Dataset excerpt:
· · · · ·
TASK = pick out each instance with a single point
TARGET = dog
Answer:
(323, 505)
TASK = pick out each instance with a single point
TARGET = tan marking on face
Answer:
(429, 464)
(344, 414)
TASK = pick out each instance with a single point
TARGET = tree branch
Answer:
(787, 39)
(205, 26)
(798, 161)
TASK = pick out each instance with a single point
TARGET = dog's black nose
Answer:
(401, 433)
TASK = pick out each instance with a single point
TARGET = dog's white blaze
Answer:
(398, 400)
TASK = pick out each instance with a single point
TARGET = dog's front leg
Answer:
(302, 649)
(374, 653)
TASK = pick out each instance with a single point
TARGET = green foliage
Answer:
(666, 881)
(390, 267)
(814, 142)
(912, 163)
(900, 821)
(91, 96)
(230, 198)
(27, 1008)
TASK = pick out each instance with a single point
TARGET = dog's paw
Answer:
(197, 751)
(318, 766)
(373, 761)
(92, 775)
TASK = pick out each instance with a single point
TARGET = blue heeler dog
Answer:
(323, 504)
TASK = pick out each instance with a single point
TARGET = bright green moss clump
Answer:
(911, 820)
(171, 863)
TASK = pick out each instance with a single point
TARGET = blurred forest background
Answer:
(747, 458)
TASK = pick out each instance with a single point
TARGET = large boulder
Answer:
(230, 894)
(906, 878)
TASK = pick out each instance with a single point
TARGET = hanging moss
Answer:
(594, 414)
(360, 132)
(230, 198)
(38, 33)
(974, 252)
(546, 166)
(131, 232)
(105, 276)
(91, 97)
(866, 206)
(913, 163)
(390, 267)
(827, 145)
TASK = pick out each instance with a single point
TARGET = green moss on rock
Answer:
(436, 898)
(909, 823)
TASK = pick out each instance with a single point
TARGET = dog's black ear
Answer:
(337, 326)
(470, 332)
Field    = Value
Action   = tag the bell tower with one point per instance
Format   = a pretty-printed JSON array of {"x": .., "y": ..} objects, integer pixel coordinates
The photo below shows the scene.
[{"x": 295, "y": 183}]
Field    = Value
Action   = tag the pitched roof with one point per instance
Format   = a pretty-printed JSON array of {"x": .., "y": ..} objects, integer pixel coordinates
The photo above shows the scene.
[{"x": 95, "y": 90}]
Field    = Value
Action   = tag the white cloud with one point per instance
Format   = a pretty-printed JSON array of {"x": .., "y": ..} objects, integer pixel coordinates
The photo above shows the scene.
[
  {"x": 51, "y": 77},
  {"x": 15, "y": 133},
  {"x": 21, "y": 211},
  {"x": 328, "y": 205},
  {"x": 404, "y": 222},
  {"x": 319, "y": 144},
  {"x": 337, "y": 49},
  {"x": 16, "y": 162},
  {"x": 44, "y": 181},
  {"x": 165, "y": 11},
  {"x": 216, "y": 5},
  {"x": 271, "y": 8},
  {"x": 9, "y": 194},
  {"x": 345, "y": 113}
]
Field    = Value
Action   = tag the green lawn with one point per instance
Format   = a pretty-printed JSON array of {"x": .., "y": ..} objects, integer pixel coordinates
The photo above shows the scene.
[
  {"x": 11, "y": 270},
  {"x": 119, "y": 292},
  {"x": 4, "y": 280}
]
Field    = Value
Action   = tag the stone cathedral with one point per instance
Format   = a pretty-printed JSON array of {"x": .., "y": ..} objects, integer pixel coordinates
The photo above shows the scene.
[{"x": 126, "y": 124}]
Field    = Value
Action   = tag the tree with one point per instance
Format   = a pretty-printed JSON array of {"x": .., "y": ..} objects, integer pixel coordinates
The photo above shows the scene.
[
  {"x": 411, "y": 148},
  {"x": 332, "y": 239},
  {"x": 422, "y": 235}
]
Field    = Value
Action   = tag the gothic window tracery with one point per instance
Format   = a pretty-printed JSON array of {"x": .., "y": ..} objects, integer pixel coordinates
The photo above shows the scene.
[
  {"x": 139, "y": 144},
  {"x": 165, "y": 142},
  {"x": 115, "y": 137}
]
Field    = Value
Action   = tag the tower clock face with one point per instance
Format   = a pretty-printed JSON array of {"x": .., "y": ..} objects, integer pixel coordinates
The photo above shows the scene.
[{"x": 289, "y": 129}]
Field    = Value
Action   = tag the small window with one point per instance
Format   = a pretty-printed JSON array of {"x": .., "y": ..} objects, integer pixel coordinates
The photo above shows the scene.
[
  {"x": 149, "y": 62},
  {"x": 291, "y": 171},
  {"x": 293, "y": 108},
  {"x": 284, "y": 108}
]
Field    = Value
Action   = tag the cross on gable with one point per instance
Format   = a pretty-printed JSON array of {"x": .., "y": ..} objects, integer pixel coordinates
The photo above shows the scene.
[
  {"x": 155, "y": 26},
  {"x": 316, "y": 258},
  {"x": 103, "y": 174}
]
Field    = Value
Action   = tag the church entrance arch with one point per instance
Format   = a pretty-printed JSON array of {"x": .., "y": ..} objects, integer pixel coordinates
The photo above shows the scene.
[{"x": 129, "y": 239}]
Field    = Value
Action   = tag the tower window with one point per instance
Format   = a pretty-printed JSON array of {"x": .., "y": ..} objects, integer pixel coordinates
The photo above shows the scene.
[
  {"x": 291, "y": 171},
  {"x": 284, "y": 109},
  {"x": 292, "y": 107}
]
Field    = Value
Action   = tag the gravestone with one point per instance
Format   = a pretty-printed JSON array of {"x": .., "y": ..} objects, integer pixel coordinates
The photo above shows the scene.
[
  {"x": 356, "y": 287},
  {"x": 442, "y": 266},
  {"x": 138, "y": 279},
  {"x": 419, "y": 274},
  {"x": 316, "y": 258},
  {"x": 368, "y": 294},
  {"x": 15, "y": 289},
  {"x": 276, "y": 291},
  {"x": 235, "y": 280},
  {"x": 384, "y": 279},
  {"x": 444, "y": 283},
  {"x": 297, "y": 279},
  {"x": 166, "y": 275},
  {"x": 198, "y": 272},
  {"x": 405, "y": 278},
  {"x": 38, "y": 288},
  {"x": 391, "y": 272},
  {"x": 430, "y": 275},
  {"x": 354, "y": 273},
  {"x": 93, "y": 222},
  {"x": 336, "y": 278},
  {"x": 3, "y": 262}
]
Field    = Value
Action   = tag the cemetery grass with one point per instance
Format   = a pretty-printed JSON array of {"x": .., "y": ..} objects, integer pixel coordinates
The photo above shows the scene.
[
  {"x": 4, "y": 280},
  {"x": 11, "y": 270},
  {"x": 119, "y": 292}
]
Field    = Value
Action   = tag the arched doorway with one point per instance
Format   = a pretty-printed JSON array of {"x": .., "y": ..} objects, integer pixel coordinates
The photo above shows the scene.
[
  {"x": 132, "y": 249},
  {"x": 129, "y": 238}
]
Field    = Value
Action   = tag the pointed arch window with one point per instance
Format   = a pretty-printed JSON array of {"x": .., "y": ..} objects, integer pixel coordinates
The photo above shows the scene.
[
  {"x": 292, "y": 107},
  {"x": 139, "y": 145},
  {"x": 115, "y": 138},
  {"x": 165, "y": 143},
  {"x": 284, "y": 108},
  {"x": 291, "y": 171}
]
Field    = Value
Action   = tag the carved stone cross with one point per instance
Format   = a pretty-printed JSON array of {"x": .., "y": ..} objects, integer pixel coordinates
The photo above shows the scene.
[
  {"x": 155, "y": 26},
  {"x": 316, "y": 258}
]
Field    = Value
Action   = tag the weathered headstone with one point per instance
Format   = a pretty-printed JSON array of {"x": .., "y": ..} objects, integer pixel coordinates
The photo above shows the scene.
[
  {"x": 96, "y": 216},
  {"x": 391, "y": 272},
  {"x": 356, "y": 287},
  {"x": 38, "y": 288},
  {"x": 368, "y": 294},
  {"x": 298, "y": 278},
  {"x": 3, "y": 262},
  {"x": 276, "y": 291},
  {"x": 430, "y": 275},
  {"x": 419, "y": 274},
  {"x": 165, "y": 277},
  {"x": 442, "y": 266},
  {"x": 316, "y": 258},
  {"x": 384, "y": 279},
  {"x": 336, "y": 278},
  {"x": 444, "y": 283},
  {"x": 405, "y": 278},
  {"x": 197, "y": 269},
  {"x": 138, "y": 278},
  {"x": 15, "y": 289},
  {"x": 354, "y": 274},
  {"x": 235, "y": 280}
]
· · · · ·
* YOUR OBJECTIVE *
Pull out every line from the rows above that contains the word "green", copying each one in full.

* ANSWER TO THIS TASK *
TARGET = green foliage
TARGET = bright green moss clump
TARGET = green moss on rock
Action   = tag the green lawn with one point per instance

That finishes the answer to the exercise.